■ **WORK ORDER**
Locate the line that contains "If you could mark the man carrying" in the entries below. Retype it and all following lines through the final one, character for character.

(Saved data entries)

• • • • • • •

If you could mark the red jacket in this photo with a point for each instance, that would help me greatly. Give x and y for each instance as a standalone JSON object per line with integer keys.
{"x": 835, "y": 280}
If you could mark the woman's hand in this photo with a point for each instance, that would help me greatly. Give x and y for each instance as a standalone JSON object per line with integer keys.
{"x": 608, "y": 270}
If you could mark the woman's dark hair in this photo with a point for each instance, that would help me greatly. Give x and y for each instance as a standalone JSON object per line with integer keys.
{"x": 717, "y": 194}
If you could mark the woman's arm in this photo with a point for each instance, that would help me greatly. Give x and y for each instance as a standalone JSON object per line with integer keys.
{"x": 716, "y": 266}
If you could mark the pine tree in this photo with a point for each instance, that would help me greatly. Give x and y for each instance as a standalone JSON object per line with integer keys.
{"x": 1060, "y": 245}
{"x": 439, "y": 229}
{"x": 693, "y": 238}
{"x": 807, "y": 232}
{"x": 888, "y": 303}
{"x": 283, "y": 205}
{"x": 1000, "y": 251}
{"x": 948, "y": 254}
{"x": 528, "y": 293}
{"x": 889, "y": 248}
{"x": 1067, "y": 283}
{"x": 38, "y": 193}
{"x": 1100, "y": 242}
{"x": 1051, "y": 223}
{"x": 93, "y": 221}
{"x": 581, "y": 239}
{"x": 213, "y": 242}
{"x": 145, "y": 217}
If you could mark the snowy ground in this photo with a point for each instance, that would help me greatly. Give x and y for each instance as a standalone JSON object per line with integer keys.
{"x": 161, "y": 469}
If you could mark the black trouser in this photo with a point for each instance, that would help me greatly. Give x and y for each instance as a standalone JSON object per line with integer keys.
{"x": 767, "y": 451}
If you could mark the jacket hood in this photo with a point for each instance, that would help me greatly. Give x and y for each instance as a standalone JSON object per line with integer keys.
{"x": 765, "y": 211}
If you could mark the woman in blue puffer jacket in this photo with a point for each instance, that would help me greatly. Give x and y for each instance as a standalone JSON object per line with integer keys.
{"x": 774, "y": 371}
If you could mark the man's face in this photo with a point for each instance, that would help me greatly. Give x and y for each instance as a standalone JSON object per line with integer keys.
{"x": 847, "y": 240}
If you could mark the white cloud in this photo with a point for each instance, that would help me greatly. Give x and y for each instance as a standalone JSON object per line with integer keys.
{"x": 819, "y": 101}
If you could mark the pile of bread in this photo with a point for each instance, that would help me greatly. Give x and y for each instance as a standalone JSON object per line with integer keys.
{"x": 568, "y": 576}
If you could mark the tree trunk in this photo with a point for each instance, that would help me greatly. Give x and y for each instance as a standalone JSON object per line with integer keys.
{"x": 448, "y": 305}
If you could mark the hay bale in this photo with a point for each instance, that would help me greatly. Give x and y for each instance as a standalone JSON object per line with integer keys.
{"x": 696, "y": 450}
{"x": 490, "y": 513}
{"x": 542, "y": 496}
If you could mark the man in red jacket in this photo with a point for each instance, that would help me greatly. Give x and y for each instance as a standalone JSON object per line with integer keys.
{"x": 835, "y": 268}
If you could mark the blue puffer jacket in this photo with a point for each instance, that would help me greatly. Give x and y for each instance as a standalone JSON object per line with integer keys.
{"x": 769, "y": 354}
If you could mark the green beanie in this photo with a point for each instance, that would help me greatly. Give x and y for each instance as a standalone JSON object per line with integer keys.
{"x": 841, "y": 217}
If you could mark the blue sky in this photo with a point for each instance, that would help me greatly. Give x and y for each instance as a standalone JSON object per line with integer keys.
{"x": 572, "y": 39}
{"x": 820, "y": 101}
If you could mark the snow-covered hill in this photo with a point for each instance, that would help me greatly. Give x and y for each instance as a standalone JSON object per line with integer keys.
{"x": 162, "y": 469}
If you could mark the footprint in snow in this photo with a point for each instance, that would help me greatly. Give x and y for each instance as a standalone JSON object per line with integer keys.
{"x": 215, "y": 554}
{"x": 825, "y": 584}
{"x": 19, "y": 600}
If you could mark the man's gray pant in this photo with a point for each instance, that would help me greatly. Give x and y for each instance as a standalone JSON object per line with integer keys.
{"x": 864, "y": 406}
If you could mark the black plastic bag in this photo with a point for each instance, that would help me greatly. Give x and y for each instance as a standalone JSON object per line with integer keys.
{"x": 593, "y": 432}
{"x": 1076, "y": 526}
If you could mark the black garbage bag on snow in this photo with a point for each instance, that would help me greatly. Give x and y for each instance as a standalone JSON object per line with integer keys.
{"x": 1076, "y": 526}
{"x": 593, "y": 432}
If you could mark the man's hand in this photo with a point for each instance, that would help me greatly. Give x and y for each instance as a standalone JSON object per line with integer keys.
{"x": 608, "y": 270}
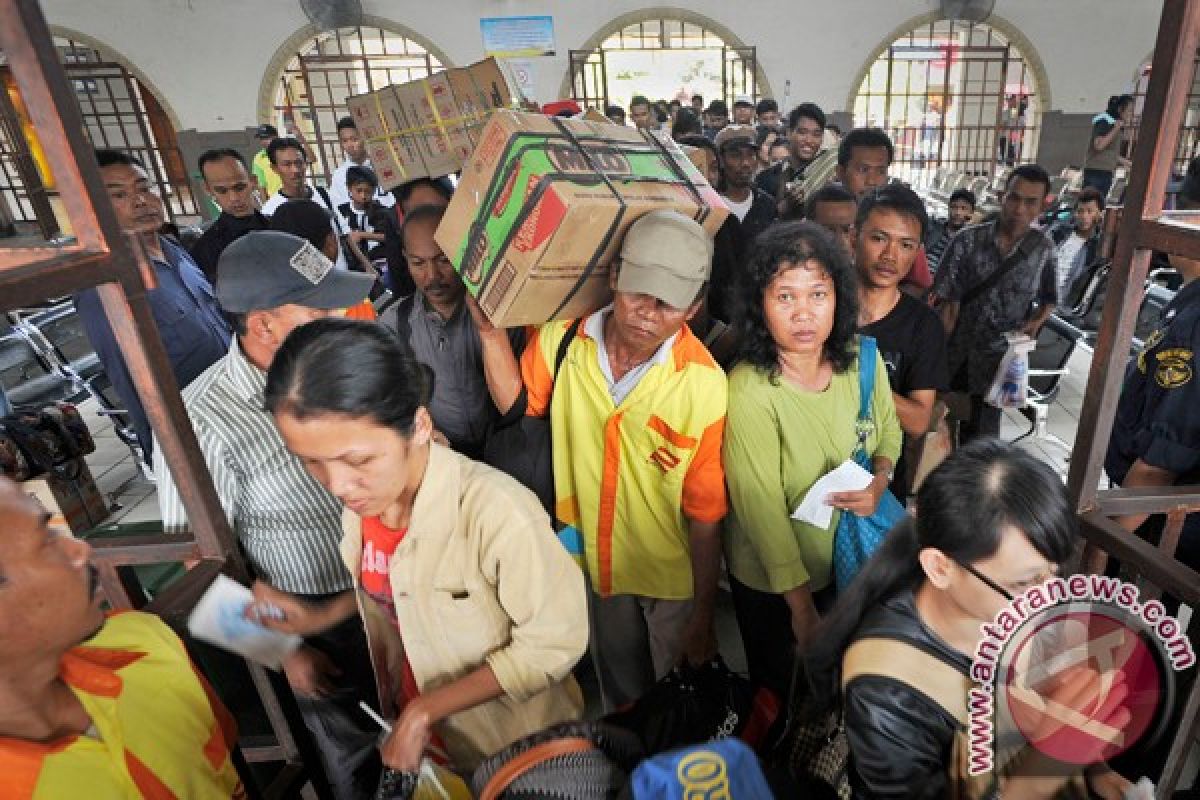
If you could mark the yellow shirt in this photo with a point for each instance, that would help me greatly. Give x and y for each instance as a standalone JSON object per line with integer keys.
{"x": 269, "y": 181}
{"x": 629, "y": 476}
{"x": 161, "y": 732}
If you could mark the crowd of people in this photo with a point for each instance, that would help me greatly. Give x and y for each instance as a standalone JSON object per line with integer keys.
{"x": 689, "y": 419}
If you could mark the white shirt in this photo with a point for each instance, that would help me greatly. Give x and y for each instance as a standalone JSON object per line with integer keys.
{"x": 739, "y": 209}
{"x": 621, "y": 389}
{"x": 340, "y": 193}
{"x": 336, "y": 222}
{"x": 1067, "y": 253}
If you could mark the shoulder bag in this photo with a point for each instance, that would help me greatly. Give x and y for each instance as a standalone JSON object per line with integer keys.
{"x": 857, "y": 537}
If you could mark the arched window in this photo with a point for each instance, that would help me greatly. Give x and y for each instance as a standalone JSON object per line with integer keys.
{"x": 952, "y": 94}
{"x": 663, "y": 58}
{"x": 119, "y": 112}
{"x": 331, "y": 66}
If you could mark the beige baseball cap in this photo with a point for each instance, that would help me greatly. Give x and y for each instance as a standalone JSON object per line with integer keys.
{"x": 666, "y": 256}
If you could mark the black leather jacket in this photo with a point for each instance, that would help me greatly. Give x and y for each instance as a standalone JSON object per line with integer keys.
{"x": 900, "y": 740}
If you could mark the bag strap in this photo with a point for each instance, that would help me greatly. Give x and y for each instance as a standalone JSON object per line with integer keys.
{"x": 561, "y": 354}
{"x": 910, "y": 665}
{"x": 868, "y": 352}
{"x": 333, "y": 210}
{"x": 1011, "y": 263}
{"x": 538, "y": 755}
{"x": 517, "y": 411}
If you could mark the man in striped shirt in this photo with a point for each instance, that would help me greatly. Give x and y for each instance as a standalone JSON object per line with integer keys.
{"x": 269, "y": 283}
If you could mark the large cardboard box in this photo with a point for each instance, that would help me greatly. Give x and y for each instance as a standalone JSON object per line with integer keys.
{"x": 73, "y": 503}
{"x": 544, "y": 204}
{"x": 430, "y": 127}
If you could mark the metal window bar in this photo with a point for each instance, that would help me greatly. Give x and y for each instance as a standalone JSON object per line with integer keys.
{"x": 1189, "y": 132}
{"x": 114, "y": 115}
{"x": 941, "y": 92}
{"x": 738, "y": 65}
{"x": 100, "y": 256}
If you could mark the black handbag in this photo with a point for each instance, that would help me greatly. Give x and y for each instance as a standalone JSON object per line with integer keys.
{"x": 47, "y": 440}
{"x": 693, "y": 704}
{"x": 520, "y": 445}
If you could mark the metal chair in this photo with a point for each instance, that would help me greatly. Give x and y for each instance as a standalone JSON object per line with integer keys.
{"x": 1056, "y": 343}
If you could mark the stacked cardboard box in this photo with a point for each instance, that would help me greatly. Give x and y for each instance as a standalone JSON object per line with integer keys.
{"x": 429, "y": 127}
{"x": 544, "y": 203}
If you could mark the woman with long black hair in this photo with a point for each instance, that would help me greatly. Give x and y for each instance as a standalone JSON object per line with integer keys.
{"x": 993, "y": 521}
{"x": 792, "y": 419}
{"x": 1104, "y": 143}
{"x": 475, "y": 614}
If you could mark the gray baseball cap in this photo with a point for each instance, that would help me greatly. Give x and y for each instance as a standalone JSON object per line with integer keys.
{"x": 268, "y": 269}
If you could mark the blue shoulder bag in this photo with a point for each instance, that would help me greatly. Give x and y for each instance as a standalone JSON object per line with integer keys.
{"x": 858, "y": 537}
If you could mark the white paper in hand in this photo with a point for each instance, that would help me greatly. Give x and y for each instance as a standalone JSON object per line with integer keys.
{"x": 220, "y": 618}
{"x": 847, "y": 477}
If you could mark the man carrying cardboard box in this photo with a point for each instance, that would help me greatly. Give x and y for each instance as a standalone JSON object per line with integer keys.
{"x": 636, "y": 425}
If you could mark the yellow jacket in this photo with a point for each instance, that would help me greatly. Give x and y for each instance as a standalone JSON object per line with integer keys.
{"x": 161, "y": 731}
{"x": 630, "y": 476}
{"x": 479, "y": 578}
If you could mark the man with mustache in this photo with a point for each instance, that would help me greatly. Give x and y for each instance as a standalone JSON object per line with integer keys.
{"x": 437, "y": 325}
{"x": 189, "y": 319}
{"x": 889, "y": 229}
{"x": 94, "y": 707}
{"x": 235, "y": 192}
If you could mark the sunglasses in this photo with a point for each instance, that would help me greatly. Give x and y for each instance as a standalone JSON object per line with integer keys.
{"x": 1001, "y": 590}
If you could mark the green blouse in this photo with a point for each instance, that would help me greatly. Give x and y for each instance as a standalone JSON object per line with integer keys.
{"x": 779, "y": 440}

• • • • • • •

■ **ANSWER SECTION**
If you could mark the man carrying cardboard box in this photo with a point for each instance, that would help me greatly. Give x and y for each instance as a standalone JSON object per line with integer keys.
{"x": 636, "y": 425}
If you could mark the yellow jacket in this photo with a point for each instance, that would help me greatly. Give x and y for each instance as a standalone JSON object per line with integer keys.
{"x": 161, "y": 731}
{"x": 630, "y": 476}
{"x": 479, "y": 578}
If you could mark the man with mustache in this photo with a point for each instance, that would help me greatly. Give x and y for each instance as a standalone JSON object per line with integer keys.
{"x": 437, "y": 325}
{"x": 189, "y": 319}
{"x": 889, "y": 229}
{"x": 94, "y": 707}
{"x": 235, "y": 192}
If you could mark the sunglasses in this photo with a point for each instance, that would help me greatly. Give x and y for each instance as a standalone JSON object per line with integer keys.
{"x": 1001, "y": 590}
If you could mark the green blouse in this photo with a point for each instance, that would help me greatly. Give x and y for each instance as a standalone JSON object per line with integer keys.
{"x": 779, "y": 440}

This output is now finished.